[Excerpts of labeled region data]
···

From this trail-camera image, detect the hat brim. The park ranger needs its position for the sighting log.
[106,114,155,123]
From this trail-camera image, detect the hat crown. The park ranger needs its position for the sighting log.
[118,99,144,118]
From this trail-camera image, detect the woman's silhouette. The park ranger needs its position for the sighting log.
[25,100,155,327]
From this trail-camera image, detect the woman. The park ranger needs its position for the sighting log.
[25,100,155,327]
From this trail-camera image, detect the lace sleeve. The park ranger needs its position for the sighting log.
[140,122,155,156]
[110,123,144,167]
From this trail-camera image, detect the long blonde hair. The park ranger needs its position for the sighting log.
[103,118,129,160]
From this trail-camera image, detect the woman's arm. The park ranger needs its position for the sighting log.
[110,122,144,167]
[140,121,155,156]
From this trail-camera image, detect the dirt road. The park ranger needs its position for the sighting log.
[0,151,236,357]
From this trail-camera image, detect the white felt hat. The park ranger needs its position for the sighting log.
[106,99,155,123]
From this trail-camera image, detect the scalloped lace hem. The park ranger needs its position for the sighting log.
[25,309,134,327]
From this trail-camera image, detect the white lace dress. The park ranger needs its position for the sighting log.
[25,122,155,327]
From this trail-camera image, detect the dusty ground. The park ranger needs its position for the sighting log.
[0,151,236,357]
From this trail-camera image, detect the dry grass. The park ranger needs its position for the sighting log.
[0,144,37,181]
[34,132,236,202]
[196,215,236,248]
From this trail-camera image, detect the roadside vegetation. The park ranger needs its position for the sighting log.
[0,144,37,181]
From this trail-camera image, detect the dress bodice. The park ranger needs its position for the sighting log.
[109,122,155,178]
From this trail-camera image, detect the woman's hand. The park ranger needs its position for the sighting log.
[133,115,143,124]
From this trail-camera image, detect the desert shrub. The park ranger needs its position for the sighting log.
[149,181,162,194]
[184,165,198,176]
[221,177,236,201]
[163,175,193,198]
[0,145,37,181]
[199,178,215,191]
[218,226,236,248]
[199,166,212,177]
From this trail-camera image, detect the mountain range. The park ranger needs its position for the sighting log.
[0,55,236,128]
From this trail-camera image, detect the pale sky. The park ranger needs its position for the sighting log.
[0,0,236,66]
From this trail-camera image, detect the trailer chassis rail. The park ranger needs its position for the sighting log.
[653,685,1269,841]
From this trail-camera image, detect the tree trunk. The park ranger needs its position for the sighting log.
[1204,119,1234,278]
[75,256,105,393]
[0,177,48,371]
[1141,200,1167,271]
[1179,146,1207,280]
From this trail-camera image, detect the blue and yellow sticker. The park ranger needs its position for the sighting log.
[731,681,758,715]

···

Challenge: Locate every line in the entries above that contains the word "white", and copy each such line. Uppercase and lowercase letters count as different.

Written response:
From this trail-camera image, detect the white felt hat. The park ranger needs its position for the sighting log.
From this trail-camera image, detect the white lace dress. The park ranger needs its position for the sighting log.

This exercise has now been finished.